-- BEGIN Text --
Pay Attention to Nickel!
Imagine that one day you’re trading away in a pretty quiet stock and all of sudden it goes up 66% one day and then doubles the next over the course of 18 minutes. Also imagine that you happened to be long and were already shopping for a Ferrari. Now imagine how you would feel if the exchange then stepped in and called one of the biggest do-overs in history, invalidating all the trades from the previous day, the day where it doubled, and you made all your money, to bail out their largest customer. You would be pissed, right? Well, this actually happened last week in the previously sleepy and genteel world of nickel trading and it’s something that every trader on any exchange should know about. It’s a genuinely wild story.
I know, nickel is a relatively obscure commodity traded in London by English guys in very nice, The Kingsman-looking suits. It trades on the London Metal Exchange (LME), one of the last exchanges that still maintains physical rings where brokers can trade (but there are seats and its complicated – this is England, after all). Nickel is used in stainless steel, wire, and most prominently lately, EV batteries. For about the last decade, it was about $10,000 to $20,000 per ton. It’s a specialized niche product that usually doesn’t attract much attention outside of commodity nerd circles.
That is, until the Ukrainian war broke out. You see, Russia is the third-largest producer of nickel and the largest exported or the refined version. Although nickel has not been sanctioned – yet – the market was susceptible to hijinks due to the actions of its largest customer, Xiang Guangda, founder of Tsingshan Holdings, the world’s largest producer. Xiang is known as “Big Shot” among Chinese commodity types and doesn’t think small. He’s a shooter and had been amassing a large short position due to his plans to swamp the market with a 40% increase in production this year for EV batteries. On the other side were various hedge and commodity traders (reportedly, Glencore) trying to capitalize on electric vehicles with large stocks of nickel in LME warehouses.
As nickel started increasing as a result of the war, it set the stage for a classic GameStop like short squeeze. The difference is that this one didn’t uncork over the course of weeks or months, but hours. On Friday, March 4, nickel settled at $28,919. Then on the following Monday, as blood spread in the water, it accelerated to $48,078.
Anyone caught short a meme stock knows full well what happened next: margin calls. On top of the pile was Tsingshan with reported calls of about $3 billion. They paid part, but not all, of the call. Next up were some LME member brokers and banks, i.e., the ones that acted as intermediaries for Tshingshan, facing huge losses and, in the case of some of the smaller brokers, possible failure. Even further downhill were other traders, producers, and end-users that were short. Needless to say, none of them were prepared for the level or timing of the calls. Despite all this, and despite the fact that nickel had gone up by 66% the previous session, the exchange allowed the market to trade the following day without any special rules.
-- END Text --
-- BEGIN Entries --
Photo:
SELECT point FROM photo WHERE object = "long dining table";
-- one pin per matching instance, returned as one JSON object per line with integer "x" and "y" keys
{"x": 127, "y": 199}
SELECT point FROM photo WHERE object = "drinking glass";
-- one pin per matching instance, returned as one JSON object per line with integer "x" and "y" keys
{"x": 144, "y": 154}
-- END Entries --
-- BEGIN Entries --
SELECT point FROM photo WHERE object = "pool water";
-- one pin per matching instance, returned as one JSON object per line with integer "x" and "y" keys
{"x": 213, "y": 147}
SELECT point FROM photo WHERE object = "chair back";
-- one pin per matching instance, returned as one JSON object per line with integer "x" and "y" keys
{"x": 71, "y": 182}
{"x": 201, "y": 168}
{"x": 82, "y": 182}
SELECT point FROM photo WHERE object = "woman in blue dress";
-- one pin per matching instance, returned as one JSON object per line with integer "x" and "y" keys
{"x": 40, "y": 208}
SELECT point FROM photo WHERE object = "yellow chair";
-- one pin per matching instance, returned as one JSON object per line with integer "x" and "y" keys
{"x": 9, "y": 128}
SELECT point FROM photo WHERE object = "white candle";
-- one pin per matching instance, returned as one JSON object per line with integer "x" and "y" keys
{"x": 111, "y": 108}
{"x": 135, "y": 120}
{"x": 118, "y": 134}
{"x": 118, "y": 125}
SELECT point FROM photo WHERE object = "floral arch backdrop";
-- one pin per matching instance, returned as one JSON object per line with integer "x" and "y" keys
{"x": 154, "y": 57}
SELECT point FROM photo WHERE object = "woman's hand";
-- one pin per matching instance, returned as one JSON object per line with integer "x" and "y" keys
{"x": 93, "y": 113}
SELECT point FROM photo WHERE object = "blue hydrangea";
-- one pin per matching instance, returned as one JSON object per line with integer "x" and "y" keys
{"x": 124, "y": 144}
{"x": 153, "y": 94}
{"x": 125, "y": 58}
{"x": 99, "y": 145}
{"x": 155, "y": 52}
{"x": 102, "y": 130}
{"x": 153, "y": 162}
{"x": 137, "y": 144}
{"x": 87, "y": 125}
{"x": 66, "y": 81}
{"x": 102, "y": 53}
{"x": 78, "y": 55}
-- END Entries --
§ Exercise requirements:
[1] Copy the stretch of the nickel article from "Pay Attention to" through "genuinely wild story.".
[2] How would you render this sentence from the nickel article in Spanish: "Nickel is used in stainless steel, wire, and most prominently lately, EV batteries."
[3] Can you carry the nickel article on past its last sentence?

§ Responses by task:
[1]
Pay Attention to Nickel!
Imagine that one day you’re trading away in a pretty quiet stock and all of sudden it goes up 66% one day and then doubles the next over the course of 18 minutes. Also imagine that you happened to be long and were already shopping for a Ferrari. Now imagine how you would feel if the exchange then stepped in and called one of the biggest do-overs in history, invalidating all the trades from the previous day, the day where it doubled, and you made all your money, to bail out their largest customer. You would be pissed, right? Well, this actually happened last week in the previously sleepy and genteel world of nickel trading and it’s something that every trader on any exchange should know about. It’s a genuinely wild story.

[2] El níquel se usa en el acero inoxidable, en el alambre y, sobre todo últimamente, en las baterías de vehículos eléctricos.

[3]
You can guess what happened — things got really crazy. Punching into hyperspace at around 5:30 AM the next morning, prices started going vertical, eventually topping out at $101,363 about half an hour later. At that point, and with the turmoil bleeding into other metals listed on the exchange, the LME suspended trading with the price at a frozen $80,000. Exchange officials said they would reopen after sorting out the mess — the ultimate exchange nightmare. Needless to say, the nickel price chart since the beginning of the year looks pretty dramatic, sort of like a plane taking off:
But their nightmare isn’t operational or confined to maintaining orderly markets. It’s one of survival. If a client can’t secure financing for the margin calls, the position and the related losses are then the brokers to keep. If the brokers then can’t handle it, the loss goes to other exchange members, or a special fund used for the purpose. And if that’s insufficient, the exchange itself goes down, completing the daisy chain of death.
Understandably, exchanges don’t want to go bankrupt and will do anything to maintain the integrity of the exchange. During times of war or economic calamity, they might shut the exchange for a few days to let things cool off. Alternatively, they may institute a liquidation-only market in which traders are only allowed to liquidate existing positions and not allowed to add any new ones. There is certainly ample precedent for both.
But here’s where the story departs from the usual. In one of the greatest “do-overs” in financial history, the LME decided to cancel all trades that took place on Tuesday morning, the entire session, about 9,000 trades, and act like it never happened. The previous day’s settlement, $48,078, was then the last prevailing price until the market reopens. Needless to say, the traders, brokers, and hedge funds that traded on Tuesday morning and made money were more than a little unhappy, and rightly so. These include Goldman Sachs, AQR Capital, and other well capitalized traders, not individual investors that the exchange could easily ignore. As is usually the case in such circumstances, time for everyone to lawyer up. A quote from the movie Chinatown is apropos: “I don’t get tough with anyone, Mr. Gittes. My lawyer does.”
Regardless, since exchanges can usually do whatever they need to do to ensure their financial integrity, the LME may escape liability. Although their actions were certainly unprecedented, they weren’t necessarily outside of the exchange charter. In any case, the LME’s reputation as an exchange will certainly suffer. Personally, I would love to ask LME management how they allowed one client to amass a position that was possibly exchange threatening. Exchanges and brokers maintain and enforce position limits for a reason.
One more wrinkle here. The LME is a wholly owned subsidiary of Hong Kong Exchanges and Clearing, of which the Hong Kong Government is the largest shareholder. One needn’t have much of an imagination to understand why the LME bent over backwards to help Tsingshan. Needless to say, conspiracy theorists are all over this and they might actually have a point.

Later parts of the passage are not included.